**Trecho**
☆ ☆ ☆
Ao menos oito cidades das regiões Sul e Sudeste já limitam a oferta de água à população; cenário deve se agravar até a volta das chuvas, em outubro.
Com ao menos dois meses de período seco ainda pela frente,
pelo menos oito cidades nas regiões Sul e Sudeste já estão limitando a oferta
de água à população para lidar com a baixa dos reservatórios.
Estão sendo implantados esquemas de rodízio de água em
Curitiba (PR), Santo Antônio do Sudoeste (PR), Pranchita (PR), Itu (SP), Salto
(SP), São José do Rio Preto (SP), Bauru (SP) e Bagé (RS).
Em Curitiba, que está sob racionamento desde março de 2020,
órgãos estaduais chegaram a contratar aviões para induzir precipitações sobre a
cidade.
O quadro afeta tanto a distribuição de água quanto a
produção de eletricidade, pois as hidrelétricas respondem por cerca de 60% da
capacidade de geração do país.
Com os reservatórios das usinas também em baixa, o governo
recorre a termelétricas, que são mais caras, elevando o preço da energia para
os consumidores.
Em maio, o Sistema Nacional de Meteorologia (SNM) emitiu um
alerta de emergência hídrica para a região hidrográfica da Bacia do Paraná
entre junho e setembro de 2021.
A bacia abarca boa parte dos estados de Minas Gerais,
Goiás, São Paulo, Mato Grosso do Sul e Paraná, além do Distrito Federal.
Ações
de curto e longo prazo
Várias cidades já têm adotado medidas pontuais para lidar
com a crise — como obras em reservatórios e a busca por outras fontes de água.
Em Curitiba, a companhia paranaense de saneamento testou um método ainda pouco usado no Brasil.
Um avião passou a borrifar água em nuvens para induzir
precipitações nos reservatórios da cidade. A empresa não informou se a
estratégia teve sucesso.
Para Angelo Lima, secretário-executivo do Observatório da
Governança das Águas — entidade formada por 60 instituições e 17 pesquisadores
que acompanham a gestão hídrica no Brasil —, o cenário exige ações tanto
emergenciais quanto de médio a longo prazo.
Ele diz que, no curto prazo, os órgãos que compõem o
Sistema Nacional de Gerenciamento de Recursos Hídricos, como os comitês de
bacias hidrográficas, deveriam se reunir para debater soluções para a crise.
As medidas emergenciais, segundo Lima, devem garantir a
oferta de água para a população e para a alimentação de animais — ações que
devem ser priorizadas em situação de escassez, conforme determina a Lei das
Águas, de 1997.
No entanto, no fim de junho, o governo federal publicou uma
Medida Provisória (MP) que dá ao Ministério de Minas e Energia peso maior de
decisão sobre as ações a serem tomadas para lidar com a crise hídrica.
A MP 1055 tem como fim "garantir a continuidade e a
segurança do suprimento eletroenergético no país".
Para Lima, ao colocar o Ministério de Minas e Energia na
liderança do grupo, o governo sinaliza que priorizará a geração de
eletricidade, o que pode prejudicar ainda mais o abastecimento da população.
Ele afirma que nem mesmo a Agência Nacional de Águas (ANA),
órgão federal responsável por regular os serviços de abastecimento, foi
colocada no grupo.
☆ ☆ ☆
**Material**

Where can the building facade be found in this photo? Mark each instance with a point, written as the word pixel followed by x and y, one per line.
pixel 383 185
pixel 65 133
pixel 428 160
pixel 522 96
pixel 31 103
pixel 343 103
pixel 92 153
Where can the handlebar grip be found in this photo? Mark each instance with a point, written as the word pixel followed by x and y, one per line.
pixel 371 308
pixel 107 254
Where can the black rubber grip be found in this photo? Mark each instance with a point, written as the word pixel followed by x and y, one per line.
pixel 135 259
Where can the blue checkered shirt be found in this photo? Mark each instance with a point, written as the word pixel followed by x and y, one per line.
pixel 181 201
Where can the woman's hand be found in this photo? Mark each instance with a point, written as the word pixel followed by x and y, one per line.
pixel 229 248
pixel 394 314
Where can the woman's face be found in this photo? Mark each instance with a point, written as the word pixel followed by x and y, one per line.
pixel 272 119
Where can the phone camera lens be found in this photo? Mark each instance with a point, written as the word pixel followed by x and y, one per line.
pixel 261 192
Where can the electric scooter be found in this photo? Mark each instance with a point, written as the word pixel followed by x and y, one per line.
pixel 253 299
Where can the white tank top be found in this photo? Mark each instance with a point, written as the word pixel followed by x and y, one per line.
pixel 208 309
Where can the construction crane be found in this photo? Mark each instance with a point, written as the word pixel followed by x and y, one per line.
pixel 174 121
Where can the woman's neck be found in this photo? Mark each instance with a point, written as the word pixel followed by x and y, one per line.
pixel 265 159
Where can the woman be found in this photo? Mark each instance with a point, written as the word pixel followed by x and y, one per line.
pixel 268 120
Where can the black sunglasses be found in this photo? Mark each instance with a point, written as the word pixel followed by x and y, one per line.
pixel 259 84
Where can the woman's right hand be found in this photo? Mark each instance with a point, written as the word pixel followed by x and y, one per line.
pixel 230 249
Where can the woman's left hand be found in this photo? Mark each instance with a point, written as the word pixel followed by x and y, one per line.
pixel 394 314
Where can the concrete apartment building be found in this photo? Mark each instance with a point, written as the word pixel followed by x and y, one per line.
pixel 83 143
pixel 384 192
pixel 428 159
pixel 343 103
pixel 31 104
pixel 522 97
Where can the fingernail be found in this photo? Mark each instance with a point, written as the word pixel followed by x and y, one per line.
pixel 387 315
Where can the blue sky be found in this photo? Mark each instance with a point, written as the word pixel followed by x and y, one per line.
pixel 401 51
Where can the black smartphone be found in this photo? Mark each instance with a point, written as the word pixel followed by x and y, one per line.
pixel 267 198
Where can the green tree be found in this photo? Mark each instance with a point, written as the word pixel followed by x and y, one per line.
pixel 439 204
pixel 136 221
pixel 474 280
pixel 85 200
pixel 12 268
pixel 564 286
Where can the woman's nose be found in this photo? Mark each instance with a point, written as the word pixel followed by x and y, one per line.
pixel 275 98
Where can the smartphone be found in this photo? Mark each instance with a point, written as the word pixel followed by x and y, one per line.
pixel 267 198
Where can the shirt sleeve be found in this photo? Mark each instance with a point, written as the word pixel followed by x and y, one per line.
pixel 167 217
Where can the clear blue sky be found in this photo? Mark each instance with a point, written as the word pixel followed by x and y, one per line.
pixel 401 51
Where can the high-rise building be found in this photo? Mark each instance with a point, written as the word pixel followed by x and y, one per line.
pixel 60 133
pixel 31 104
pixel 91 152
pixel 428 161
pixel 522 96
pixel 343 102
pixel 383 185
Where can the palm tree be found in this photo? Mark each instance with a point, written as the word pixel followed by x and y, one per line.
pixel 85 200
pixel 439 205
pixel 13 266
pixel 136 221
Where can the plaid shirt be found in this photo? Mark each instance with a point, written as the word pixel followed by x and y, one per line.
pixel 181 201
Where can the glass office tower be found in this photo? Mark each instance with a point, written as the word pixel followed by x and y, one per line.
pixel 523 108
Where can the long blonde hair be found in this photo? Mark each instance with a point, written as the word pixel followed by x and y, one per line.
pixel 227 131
☆ ☆ ☆
**Tarefa escrita A**
Responda com base no trecho:
(i) Desde quando Curitiba está sob racionamento?
(ii) Por qual parcela aproximada da capacidade de geração do país as hidrelétricas respondem?
(iii) De que ano é a Lei das Águas?
**Tarefa escrita B**
Por favor, copie do trecho o segmento que vai de "A MP 1055 tem" até "abastecimento da população.".
Baseie-se somente no trecho.

**Resultado do exercício A**
(i) Desde março de 2020.
(ii) Cerca de 60%.
(iii) De 1997.

**Resultado do exercício B**
A MP 1055 tem como fim "garantir a continuidade e a
segurança do suprimento eletroenergético no país".
Para Lima, ao colocar o Ministério de Minas e Energia na
liderança do grupo, o governo sinaliza que priorizará a geração de
eletricidade, o que pode prejudicar ainda mais o abastecimento da população.